(Directions for this task): Copy each line exactly. Leave nothing out.

(Input records):
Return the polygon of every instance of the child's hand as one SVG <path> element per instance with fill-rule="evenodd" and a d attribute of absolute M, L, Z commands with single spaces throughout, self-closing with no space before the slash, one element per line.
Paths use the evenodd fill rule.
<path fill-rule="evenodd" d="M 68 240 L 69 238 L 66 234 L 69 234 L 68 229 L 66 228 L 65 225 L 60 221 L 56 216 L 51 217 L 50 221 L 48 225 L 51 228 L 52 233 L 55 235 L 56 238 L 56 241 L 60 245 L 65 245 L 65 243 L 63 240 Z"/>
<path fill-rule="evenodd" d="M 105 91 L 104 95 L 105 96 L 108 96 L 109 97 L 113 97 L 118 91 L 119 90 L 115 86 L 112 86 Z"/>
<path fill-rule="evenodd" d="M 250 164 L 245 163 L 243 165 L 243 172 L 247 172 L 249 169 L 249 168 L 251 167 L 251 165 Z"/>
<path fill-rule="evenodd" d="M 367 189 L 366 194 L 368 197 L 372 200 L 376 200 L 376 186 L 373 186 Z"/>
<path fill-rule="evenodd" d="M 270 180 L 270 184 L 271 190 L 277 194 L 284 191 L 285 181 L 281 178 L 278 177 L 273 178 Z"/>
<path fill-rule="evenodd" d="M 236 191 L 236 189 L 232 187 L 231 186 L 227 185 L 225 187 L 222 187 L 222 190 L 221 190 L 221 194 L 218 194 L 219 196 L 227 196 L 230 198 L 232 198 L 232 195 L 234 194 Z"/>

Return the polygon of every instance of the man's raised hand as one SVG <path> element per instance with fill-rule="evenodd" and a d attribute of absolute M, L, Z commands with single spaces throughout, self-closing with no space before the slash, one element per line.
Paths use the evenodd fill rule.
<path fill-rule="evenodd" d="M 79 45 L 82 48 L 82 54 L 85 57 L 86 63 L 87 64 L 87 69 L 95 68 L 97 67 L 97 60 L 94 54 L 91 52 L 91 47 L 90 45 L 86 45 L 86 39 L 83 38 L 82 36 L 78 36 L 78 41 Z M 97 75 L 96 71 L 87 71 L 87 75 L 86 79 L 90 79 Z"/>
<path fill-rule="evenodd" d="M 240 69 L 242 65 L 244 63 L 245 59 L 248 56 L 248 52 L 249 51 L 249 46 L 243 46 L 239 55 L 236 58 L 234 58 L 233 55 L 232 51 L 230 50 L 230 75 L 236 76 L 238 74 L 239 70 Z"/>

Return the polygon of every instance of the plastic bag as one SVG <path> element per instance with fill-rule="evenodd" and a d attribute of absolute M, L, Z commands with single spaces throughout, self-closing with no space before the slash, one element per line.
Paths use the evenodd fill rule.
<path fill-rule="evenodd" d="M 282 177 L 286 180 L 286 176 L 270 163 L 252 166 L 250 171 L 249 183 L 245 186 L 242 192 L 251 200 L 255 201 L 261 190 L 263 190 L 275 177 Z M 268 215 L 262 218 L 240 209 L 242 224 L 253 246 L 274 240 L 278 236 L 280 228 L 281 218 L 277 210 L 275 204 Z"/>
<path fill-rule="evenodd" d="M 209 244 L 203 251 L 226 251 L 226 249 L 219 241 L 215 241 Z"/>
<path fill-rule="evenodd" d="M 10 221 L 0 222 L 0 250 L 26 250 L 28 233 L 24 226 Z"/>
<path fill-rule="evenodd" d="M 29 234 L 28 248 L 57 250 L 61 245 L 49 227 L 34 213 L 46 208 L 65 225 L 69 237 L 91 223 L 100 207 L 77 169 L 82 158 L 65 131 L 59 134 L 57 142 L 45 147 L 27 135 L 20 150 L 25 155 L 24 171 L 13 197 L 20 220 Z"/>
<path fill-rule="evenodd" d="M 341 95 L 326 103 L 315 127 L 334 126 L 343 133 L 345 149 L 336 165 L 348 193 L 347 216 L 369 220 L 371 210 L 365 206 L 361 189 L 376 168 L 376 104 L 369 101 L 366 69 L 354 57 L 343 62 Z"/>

(Solution for this problem):
Return the polygon of every instance of the child's hand as one SVG <path> element per instance with fill-rule="evenodd" and a d attribute of absolute M, L, Z commands with single spaces throughout, self-closing with no space before the slash, one element per line.
Paths use the evenodd fill rule.
<path fill-rule="evenodd" d="M 68 240 L 69 238 L 66 234 L 69 234 L 68 229 L 66 228 L 65 225 L 60 221 L 56 216 L 51 217 L 50 221 L 48 225 L 51 228 L 52 233 L 55 235 L 56 238 L 56 241 L 60 245 L 65 245 L 65 243 L 63 240 Z"/>
<path fill-rule="evenodd" d="M 105 91 L 104 95 L 105 96 L 108 96 L 109 97 L 113 97 L 118 91 L 119 90 L 115 86 L 112 86 Z"/>
<path fill-rule="evenodd" d="M 250 164 L 245 163 L 243 165 L 243 172 L 247 172 L 249 169 L 249 168 L 251 167 L 251 165 Z"/>
<path fill-rule="evenodd" d="M 367 189 L 366 194 L 368 197 L 372 200 L 376 200 L 376 186 L 373 186 Z"/>
<path fill-rule="evenodd" d="M 270 180 L 270 184 L 271 190 L 277 194 L 284 191 L 285 181 L 281 178 L 278 177 L 273 178 Z"/>
<path fill-rule="evenodd" d="M 236 191 L 236 189 L 232 187 L 231 186 L 227 185 L 225 187 L 222 187 L 222 190 L 221 190 L 221 194 L 218 194 L 219 196 L 227 196 L 230 198 L 232 198 L 232 195 L 234 194 Z"/>

Return the polygon of every instance of the man's raised hand as one SVG <path> element per instance with fill-rule="evenodd" and a d attribute of absolute M, L, Z commands with single spaces throughout, self-closing with no space before the slash, one element per line.
Paths use the evenodd fill rule.
<path fill-rule="evenodd" d="M 79 45 L 82 48 L 82 54 L 85 57 L 86 63 L 87 64 L 87 69 L 95 68 L 97 67 L 97 60 L 94 54 L 91 52 L 91 47 L 90 45 L 86 45 L 86 39 L 83 38 L 82 36 L 78 36 L 78 41 Z M 97 75 L 96 71 L 87 71 L 87 75 L 86 79 L 90 79 Z"/>
<path fill-rule="evenodd" d="M 240 69 L 242 65 L 244 63 L 245 59 L 248 56 L 248 52 L 249 51 L 249 46 L 243 46 L 239 55 L 236 58 L 234 58 L 233 55 L 232 51 L 230 50 L 230 75 L 236 76 L 238 74 L 239 70 Z"/>

Return the polygon of every instance of the plastic bag as one SVG <path> element per instance with fill-rule="evenodd" and a d attribute of absolute M, L, Z commands with single spaces throughout, self-closing with no space before the slash, one element per line.
Paths use the evenodd fill rule.
<path fill-rule="evenodd" d="M 282 177 L 286 180 L 286 176 L 270 163 L 252 166 L 250 171 L 249 183 L 245 186 L 242 192 L 251 200 L 255 201 L 261 190 L 263 190 L 275 177 Z M 268 215 L 262 218 L 240 209 L 242 224 L 253 246 L 274 240 L 278 236 L 280 228 L 281 218 L 277 210 L 275 204 Z"/>
<path fill-rule="evenodd" d="M 209 244 L 203 251 L 226 251 L 226 249 L 219 241 L 215 241 Z"/>
<path fill-rule="evenodd" d="M 10 221 L 0 222 L 0 250 L 26 250 L 28 233 L 24 226 Z"/>
<path fill-rule="evenodd" d="M 29 234 L 28 248 L 57 250 L 61 245 L 49 227 L 34 213 L 46 208 L 65 225 L 69 237 L 91 223 L 100 207 L 77 169 L 82 158 L 65 131 L 59 134 L 57 142 L 45 147 L 27 135 L 20 150 L 25 155 L 24 171 L 13 197 L 20 220 Z"/>
<path fill-rule="evenodd" d="M 341 95 L 326 103 L 315 127 L 334 126 L 343 133 L 345 149 L 336 165 L 348 193 L 347 216 L 369 220 L 371 210 L 365 206 L 361 189 L 376 168 L 376 104 L 369 101 L 366 69 L 354 57 L 343 62 Z"/>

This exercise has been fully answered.